● Assignment
Could you restate, word for word, the line that has "In this exercise you will find the bird's gray" and all lines following it through the end of the entries below?

● Data listing
__________
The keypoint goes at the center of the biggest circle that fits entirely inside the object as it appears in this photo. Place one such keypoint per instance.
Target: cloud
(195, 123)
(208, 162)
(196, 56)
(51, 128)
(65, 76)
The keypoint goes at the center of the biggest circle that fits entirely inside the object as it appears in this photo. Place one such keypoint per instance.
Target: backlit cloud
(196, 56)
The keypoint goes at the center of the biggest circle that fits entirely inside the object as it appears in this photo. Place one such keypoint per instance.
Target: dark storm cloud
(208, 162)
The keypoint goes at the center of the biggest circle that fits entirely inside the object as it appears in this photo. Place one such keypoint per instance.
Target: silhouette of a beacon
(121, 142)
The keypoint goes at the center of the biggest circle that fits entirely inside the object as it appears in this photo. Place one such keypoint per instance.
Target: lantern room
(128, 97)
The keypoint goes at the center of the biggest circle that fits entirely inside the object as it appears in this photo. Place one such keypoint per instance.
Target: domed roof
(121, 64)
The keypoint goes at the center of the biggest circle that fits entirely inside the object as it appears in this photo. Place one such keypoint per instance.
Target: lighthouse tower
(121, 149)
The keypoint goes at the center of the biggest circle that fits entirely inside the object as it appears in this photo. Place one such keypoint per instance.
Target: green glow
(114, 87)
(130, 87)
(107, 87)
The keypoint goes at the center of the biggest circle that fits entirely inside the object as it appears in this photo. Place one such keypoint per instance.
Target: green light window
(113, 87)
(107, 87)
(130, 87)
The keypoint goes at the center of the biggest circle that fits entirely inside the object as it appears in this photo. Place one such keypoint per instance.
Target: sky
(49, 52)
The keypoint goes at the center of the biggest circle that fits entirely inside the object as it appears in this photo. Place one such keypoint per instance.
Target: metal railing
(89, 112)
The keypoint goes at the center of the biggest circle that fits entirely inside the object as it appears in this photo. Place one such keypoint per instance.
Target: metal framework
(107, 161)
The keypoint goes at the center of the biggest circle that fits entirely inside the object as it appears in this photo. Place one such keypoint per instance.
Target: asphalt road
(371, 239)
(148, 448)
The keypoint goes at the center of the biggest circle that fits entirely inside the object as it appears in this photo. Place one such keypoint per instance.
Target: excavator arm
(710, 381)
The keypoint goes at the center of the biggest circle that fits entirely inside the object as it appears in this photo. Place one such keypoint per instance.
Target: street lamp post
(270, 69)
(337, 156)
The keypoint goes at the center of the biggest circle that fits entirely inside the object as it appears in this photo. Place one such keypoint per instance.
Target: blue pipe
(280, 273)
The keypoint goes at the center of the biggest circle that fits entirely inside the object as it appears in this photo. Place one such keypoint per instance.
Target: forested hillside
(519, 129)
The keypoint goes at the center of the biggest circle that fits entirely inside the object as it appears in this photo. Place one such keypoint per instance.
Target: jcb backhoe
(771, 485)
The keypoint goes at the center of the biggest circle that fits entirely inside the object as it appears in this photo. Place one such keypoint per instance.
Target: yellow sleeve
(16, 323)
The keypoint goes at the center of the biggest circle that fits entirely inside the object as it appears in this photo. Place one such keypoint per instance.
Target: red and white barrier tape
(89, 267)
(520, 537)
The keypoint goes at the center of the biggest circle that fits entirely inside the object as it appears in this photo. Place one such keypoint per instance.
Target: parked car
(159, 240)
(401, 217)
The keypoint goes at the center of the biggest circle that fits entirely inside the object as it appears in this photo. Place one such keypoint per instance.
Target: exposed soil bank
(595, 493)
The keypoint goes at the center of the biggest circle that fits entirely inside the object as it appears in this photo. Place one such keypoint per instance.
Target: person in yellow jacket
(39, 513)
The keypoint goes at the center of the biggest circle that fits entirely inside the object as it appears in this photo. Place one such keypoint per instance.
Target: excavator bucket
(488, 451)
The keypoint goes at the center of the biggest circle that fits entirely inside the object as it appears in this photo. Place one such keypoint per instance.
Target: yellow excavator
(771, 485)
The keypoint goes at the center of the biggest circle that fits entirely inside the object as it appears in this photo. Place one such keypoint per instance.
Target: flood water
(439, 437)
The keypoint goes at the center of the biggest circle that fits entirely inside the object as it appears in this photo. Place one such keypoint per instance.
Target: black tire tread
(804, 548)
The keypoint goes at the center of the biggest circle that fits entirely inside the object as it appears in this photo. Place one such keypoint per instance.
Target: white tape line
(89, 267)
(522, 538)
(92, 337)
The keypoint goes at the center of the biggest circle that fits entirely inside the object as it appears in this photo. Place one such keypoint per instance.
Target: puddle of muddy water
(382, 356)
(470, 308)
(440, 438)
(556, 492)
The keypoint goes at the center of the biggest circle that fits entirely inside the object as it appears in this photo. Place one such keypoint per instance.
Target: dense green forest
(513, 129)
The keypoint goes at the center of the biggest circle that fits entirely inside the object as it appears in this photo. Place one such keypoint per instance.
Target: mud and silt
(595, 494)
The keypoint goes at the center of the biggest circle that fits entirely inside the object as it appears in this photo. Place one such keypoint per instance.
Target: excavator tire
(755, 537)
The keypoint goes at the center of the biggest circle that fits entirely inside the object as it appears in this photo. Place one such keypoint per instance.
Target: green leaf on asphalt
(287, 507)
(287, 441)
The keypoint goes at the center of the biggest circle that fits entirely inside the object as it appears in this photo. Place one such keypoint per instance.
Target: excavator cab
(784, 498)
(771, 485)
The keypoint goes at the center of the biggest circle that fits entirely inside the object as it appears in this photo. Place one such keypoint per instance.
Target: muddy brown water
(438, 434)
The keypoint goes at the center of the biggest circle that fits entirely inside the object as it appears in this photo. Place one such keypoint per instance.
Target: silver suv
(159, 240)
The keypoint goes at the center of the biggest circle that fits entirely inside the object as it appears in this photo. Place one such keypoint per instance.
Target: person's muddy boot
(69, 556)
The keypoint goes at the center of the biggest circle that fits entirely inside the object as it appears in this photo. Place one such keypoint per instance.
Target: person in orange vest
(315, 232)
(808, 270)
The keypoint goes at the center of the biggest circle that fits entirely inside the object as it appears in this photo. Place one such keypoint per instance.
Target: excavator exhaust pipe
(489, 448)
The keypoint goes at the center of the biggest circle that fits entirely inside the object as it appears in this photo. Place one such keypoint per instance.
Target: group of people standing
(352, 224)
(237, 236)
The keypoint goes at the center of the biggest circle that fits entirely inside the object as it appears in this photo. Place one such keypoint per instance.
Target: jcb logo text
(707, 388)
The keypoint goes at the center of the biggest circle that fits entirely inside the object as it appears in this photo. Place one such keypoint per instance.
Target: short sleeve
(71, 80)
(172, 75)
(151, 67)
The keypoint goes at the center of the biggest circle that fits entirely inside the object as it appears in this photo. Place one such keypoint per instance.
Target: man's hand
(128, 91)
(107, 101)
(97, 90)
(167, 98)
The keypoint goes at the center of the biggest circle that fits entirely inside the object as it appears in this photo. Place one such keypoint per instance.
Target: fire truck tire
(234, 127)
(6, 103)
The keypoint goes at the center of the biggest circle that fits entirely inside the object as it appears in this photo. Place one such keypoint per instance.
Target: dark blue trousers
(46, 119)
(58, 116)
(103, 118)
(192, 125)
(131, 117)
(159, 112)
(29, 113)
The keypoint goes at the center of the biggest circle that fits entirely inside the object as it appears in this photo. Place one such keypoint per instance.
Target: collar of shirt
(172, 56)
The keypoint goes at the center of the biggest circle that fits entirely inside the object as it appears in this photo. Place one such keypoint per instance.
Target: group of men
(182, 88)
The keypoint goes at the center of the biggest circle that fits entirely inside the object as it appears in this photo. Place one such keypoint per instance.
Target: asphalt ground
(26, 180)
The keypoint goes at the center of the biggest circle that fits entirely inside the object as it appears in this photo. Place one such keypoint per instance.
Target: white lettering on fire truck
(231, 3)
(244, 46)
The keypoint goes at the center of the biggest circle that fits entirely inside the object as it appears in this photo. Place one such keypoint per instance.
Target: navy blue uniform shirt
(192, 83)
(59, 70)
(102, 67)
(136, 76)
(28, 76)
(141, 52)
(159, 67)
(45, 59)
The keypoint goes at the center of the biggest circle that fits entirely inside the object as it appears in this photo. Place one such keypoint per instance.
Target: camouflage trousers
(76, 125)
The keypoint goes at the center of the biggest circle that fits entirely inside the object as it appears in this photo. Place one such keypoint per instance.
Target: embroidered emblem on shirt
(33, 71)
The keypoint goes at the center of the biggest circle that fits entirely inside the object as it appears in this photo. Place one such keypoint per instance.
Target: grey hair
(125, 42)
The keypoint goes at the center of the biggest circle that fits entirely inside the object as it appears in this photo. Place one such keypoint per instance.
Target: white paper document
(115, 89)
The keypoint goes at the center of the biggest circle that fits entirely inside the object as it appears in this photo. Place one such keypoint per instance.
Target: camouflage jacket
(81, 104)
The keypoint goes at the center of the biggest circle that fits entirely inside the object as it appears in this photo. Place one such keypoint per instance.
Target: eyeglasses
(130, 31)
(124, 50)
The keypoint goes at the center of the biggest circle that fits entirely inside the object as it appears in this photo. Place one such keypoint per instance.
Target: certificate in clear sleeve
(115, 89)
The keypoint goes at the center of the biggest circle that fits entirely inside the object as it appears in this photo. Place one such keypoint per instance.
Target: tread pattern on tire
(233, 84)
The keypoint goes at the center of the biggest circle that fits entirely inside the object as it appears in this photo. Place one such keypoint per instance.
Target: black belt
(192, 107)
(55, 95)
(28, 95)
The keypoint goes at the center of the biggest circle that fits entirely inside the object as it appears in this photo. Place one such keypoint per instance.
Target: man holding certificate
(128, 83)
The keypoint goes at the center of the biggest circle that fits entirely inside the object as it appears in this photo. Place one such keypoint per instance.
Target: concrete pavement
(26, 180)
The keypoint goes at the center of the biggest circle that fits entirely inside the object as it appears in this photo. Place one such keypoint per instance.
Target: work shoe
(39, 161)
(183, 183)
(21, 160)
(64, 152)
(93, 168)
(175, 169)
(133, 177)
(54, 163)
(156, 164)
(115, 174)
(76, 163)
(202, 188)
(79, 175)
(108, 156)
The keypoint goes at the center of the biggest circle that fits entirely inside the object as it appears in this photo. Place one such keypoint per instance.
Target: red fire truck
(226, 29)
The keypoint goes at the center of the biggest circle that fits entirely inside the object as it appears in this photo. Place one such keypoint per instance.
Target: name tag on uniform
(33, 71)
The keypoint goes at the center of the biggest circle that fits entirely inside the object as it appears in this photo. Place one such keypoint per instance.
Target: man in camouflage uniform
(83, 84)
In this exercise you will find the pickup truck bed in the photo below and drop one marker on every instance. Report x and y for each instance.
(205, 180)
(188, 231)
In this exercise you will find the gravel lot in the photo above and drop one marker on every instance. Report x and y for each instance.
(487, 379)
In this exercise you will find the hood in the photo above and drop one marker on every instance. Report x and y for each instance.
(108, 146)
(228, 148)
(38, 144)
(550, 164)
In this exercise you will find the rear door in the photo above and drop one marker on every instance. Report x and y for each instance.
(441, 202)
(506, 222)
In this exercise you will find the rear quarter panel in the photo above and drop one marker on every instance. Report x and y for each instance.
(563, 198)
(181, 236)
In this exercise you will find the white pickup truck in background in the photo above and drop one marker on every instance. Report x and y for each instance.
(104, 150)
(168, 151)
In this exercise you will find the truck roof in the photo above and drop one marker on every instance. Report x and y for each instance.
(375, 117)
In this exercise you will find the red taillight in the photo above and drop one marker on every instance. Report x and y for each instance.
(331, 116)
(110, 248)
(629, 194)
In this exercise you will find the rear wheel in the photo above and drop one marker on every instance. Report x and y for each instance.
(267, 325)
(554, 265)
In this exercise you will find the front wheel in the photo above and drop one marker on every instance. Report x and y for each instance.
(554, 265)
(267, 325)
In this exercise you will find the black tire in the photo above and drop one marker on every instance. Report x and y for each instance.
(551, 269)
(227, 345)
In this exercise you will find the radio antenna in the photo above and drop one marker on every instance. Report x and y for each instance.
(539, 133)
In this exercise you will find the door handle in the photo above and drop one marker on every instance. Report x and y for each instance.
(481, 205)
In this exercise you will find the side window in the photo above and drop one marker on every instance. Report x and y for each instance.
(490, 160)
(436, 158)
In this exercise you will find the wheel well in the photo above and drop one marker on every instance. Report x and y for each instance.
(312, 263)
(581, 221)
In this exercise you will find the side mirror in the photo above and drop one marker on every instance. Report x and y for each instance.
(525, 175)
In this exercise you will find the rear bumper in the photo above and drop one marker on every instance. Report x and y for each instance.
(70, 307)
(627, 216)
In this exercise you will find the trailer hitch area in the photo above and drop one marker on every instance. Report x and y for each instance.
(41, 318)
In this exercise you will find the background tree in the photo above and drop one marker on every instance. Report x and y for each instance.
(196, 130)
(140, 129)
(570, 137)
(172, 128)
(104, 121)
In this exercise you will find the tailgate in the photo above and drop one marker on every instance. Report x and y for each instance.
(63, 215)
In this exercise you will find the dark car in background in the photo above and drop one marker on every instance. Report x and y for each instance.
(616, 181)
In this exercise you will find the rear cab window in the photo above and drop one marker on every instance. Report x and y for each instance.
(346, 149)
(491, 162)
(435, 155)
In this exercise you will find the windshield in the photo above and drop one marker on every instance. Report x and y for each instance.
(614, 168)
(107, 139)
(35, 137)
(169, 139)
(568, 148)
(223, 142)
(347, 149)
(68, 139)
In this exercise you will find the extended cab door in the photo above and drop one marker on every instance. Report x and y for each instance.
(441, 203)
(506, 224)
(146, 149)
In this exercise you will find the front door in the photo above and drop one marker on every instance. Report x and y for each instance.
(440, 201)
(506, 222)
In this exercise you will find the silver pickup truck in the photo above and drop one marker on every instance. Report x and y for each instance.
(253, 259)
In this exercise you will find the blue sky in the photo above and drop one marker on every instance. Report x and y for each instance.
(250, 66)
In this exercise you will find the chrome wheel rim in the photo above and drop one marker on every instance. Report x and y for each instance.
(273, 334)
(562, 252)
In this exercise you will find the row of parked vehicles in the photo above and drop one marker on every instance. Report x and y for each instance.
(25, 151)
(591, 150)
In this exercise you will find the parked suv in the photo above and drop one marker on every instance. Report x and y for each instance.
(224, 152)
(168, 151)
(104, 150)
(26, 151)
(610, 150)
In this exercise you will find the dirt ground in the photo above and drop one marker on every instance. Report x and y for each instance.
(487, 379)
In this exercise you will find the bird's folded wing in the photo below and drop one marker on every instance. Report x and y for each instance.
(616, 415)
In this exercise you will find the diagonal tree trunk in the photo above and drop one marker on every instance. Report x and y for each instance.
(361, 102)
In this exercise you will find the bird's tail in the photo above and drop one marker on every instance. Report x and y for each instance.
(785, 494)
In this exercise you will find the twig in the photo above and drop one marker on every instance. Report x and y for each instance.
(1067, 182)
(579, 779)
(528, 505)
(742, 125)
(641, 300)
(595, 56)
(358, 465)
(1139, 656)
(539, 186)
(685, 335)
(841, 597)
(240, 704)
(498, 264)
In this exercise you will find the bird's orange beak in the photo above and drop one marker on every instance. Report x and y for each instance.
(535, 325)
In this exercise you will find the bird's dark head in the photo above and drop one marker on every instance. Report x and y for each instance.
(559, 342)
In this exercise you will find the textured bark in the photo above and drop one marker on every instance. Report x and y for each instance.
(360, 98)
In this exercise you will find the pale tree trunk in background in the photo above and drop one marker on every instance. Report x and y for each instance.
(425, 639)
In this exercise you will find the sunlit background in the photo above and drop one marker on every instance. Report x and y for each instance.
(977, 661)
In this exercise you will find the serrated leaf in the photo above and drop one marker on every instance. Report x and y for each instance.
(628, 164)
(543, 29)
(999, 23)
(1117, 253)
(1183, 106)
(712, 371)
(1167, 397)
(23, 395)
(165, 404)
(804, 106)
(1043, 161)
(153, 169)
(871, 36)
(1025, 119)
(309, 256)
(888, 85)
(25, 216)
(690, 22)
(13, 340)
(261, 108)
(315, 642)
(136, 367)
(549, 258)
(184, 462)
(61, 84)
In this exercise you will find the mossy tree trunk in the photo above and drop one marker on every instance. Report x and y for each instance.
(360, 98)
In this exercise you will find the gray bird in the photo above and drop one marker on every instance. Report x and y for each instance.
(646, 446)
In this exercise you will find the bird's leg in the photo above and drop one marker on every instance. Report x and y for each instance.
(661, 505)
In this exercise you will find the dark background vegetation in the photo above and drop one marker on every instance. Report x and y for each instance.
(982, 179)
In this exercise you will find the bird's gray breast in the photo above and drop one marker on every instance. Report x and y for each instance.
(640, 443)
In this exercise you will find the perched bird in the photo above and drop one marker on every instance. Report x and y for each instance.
__________
● Response box
In this exercise you will find the bird's gray breast in the photo above and drop one marker on every instance. Report x and y for each instance.
(640, 443)
In this exercise you will find the perched bird in the photo above and drop one marker on every instance. Report x and y for each instance.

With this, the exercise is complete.